Your objective
Select every line of the rows that contains the word "white", matching case exactly, and copy each of those lines.

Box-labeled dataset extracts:
- - - - - - -

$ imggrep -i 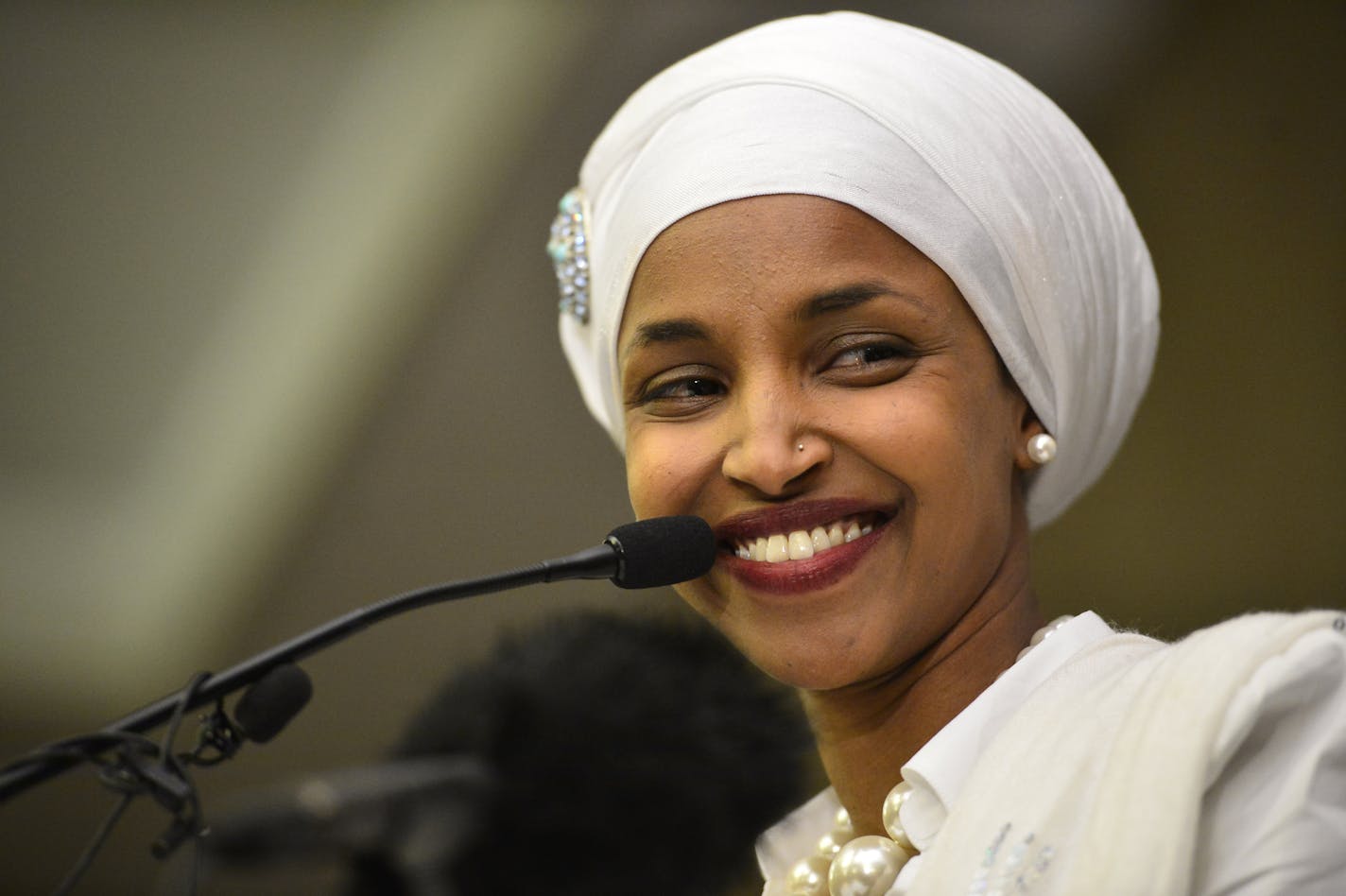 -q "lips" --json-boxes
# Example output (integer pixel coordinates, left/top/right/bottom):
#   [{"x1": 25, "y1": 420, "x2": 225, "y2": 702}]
[{"x1": 716, "y1": 499, "x2": 895, "y2": 594}]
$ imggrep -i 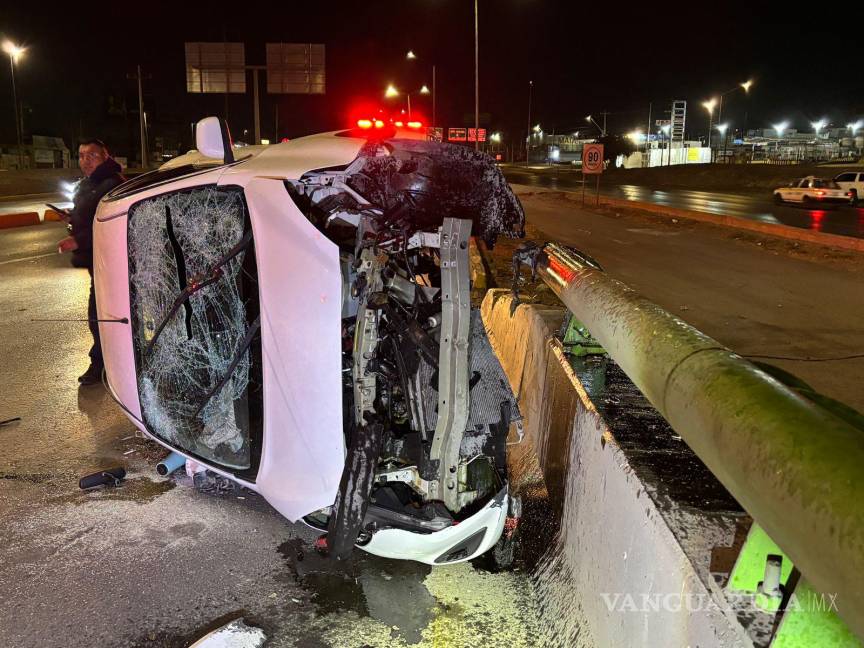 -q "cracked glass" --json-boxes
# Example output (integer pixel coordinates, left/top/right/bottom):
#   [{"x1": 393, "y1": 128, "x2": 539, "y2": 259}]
[{"x1": 128, "y1": 186, "x2": 255, "y2": 470}]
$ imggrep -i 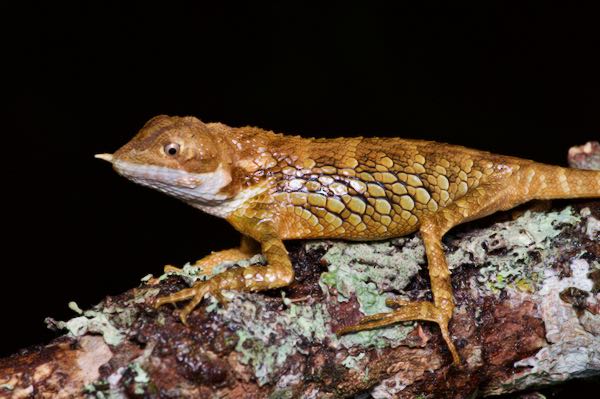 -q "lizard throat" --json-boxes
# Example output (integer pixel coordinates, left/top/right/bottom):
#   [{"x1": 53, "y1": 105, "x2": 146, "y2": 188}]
[{"x1": 113, "y1": 160, "x2": 253, "y2": 217}]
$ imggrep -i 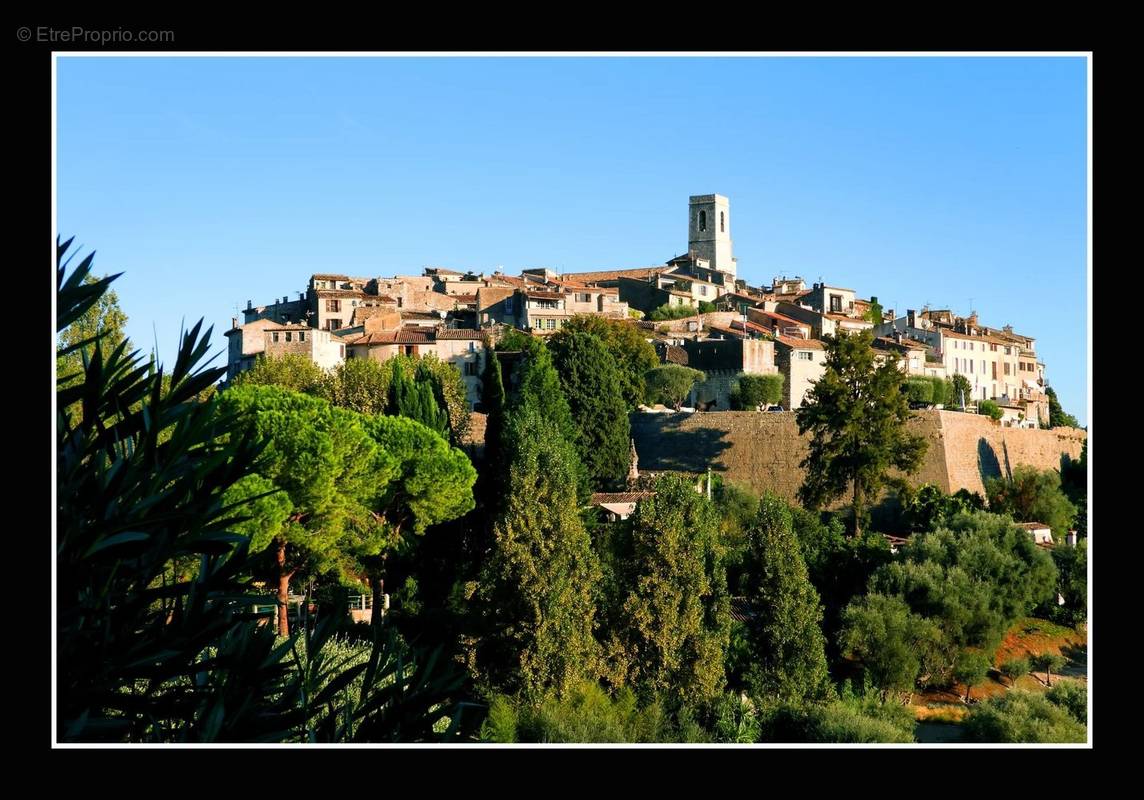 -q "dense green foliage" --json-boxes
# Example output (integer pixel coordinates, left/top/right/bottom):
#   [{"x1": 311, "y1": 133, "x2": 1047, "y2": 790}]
[
  {"x1": 963, "y1": 690, "x2": 1088, "y2": 744},
  {"x1": 863, "y1": 296, "x2": 885, "y2": 325},
  {"x1": 946, "y1": 373, "x2": 974, "y2": 409},
  {"x1": 220, "y1": 383, "x2": 396, "y2": 635},
  {"x1": 999, "y1": 658, "x2": 1032, "y2": 683},
  {"x1": 1060, "y1": 437, "x2": 1088, "y2": 538},
  {"x1": 898, "y1": 483, "x2": 985, "y2": 533},
  {"x1": 977, "y1": 399, "x2": 1004, "y2": 422},
  {"x1": 985, "y1": 465, "x2": 1077, "y2": 542},
  {"x1": 480, "y1": 681, "x2": 706, "y2": 744},
  {"x1": 235, "y1": 354, "x2": 470, "y2": 445},
  {"x1": 55, "y1": 241, "x2": 460, "y2": 743},
  {"x1": 1044, "y1": 386, "x2": 1080, "y2": 428},
  {"x1": 871, "y1": 512, "x2": 1056, "y2": 682},
  {"x1": 644, "y1": 364, "x2": 704, "y2": 409},
  {"x1": 922, "y1": 375, "x2": 953, "y2": 405},
  {"x1": 553, "y1": 314, "x2": 659, "y2": 411},
  {"x1": 607, "y1": 476, "x2": 731, "y2": 703},
  {"x1": 953, "y1": 650, "x2": 993, "y2": 703},
  {"x1": 1047, "y1": 539, "x2": 1088, "y2": 625},
  {"x1": 1044, "y1": 681, "x2": 1088, "y2": 724},
  {"x1": 797, "y1": 331, "x2": 927, "y2": 532},
  {"x1": 791, "y1": 506, "x2": 892, "y2": 663},
  {"x1": 841, "y1": 594, "x2": 942, "y2": 695},
  {"x1": 746, "y1": 494, "x2": 828, "y2": 703},
  {"x1": 731, "y1": 374, "x2": 782, "y2": 411},
  {"x1": 549, "y1": 332, "x2": 631, "y2": 491},
  {"x1": 318, "y1": 356, "x2": 397, "y2": 417},
  {"x1": 474, "y1": 404, "x2": 599, "y2": 698},
  {"x1": 760, "y1": 696, "x2": 914, "y2": 744},
  {"x1": 1028, "y1": 652, "x2": 1067, "y2": 686},
  {"x1": 389, "y1": 365, "x2": 448, "y2": 436},
  {"x1": 904, "y1": 378, "x2": 935, "y2": 406},
  {"x1": 233, "y1": 353, "x2": 326, "y2": 395}
]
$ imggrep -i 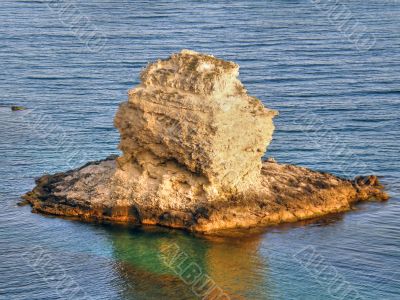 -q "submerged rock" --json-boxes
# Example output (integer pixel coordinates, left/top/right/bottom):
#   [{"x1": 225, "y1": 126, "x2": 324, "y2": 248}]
[{"x1": 24, "y1": 50, "x2": 387, "y2": 232}]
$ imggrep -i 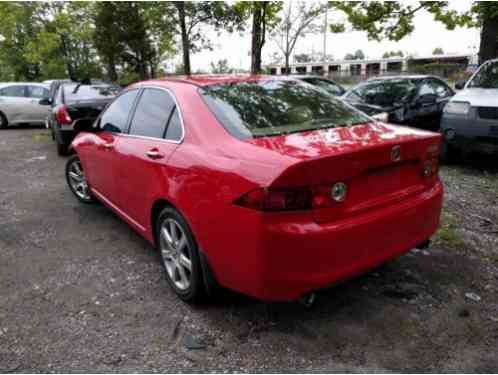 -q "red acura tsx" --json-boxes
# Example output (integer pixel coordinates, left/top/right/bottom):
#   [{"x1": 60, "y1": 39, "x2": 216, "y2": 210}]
[{"x1": 66, "y1": 76, "x2": 443, "y2": 302}]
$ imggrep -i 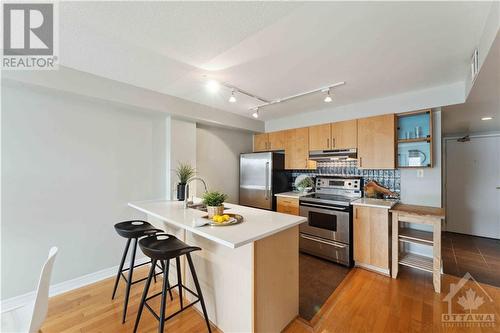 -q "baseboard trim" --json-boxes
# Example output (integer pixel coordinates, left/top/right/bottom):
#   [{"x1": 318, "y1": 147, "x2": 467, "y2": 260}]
[
  {"x1": 0, "y1": 257, "x2": 151, "y2": 313},
  {"x1": 355, "y1": 263, "x2": 391, "y2": 277}
]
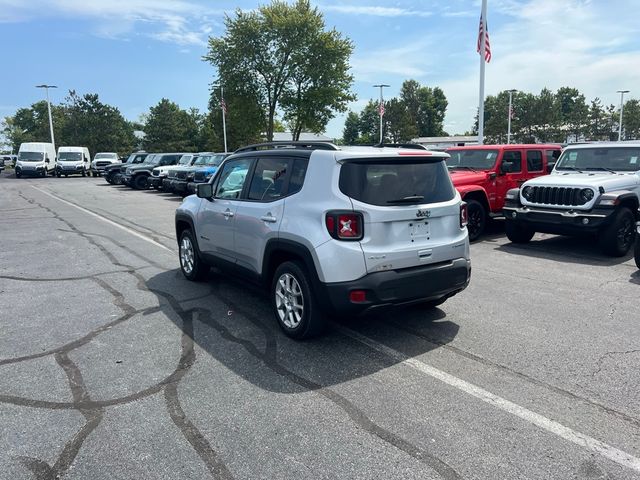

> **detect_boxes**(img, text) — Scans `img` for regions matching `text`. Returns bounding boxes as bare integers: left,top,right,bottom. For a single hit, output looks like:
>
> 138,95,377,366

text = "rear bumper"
319,258,471,315
503,206,615,235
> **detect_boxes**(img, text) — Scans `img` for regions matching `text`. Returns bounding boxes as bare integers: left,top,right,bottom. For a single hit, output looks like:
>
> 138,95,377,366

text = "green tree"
384,98,418,143
342,112,360,145
556,87,589,140
209,86,265,151
400,80,448,137
204,0,353,140
143,98,201,152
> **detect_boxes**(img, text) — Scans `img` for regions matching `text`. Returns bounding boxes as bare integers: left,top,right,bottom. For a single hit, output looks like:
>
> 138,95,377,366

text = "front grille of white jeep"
525,187,588,207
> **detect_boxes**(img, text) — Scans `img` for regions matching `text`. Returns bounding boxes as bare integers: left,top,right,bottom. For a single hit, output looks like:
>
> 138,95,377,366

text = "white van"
56,147,91,178
16,142,56,178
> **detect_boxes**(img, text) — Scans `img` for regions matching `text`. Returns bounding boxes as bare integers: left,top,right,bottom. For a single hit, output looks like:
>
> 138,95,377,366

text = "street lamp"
213,83,227,153
618,90,629,141
507,88,517,144
36,84,58,151
374,83,390,145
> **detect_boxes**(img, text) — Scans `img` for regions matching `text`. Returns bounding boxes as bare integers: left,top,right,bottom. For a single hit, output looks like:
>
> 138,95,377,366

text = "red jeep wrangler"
447,144,562,241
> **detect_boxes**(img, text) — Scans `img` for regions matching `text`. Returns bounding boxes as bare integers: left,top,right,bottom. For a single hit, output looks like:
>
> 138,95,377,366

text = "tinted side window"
213,158,252,198
527,150,542,172
502,150,522,173
544,150,561,169
249,157,291,202
287,158,309,195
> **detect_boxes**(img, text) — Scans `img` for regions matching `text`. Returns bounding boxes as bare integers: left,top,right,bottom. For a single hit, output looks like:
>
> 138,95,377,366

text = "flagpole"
478,0,487,145
220,85,227,153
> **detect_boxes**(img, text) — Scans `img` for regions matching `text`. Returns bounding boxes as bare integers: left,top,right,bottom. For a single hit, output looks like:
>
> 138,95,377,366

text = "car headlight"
580,188,594,203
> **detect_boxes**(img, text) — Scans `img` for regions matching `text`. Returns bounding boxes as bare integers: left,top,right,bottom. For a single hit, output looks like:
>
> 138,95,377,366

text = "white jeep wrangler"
504,142,640,256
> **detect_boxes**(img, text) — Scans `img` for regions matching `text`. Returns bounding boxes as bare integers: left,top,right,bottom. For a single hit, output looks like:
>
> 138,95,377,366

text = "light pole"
618,90,629,141
374,83,390,145
36,84,58,151
507,89,517,144
213,84,227,153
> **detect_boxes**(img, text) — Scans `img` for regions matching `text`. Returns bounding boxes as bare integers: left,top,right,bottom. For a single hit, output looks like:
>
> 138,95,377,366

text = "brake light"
460,202,469,228
325,212,364,240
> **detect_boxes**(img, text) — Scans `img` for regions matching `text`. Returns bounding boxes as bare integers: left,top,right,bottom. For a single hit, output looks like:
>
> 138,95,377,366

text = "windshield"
58,152,82,162
193,155,225,167
18,152,44,162
555,147,640,172
447,149,498,170
94,153,118,160
340,159,455,206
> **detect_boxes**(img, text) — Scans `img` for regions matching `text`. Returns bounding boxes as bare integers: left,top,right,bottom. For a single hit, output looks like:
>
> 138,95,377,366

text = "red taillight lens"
325,212,364,240
349,290,367,303
460,202,469,228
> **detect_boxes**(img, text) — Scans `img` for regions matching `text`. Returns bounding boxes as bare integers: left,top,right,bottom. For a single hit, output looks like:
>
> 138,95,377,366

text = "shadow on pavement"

- - - - - - -

Right answer
text = "front grille of white jeep"
text = "white van"
text = "white jeep wrangler"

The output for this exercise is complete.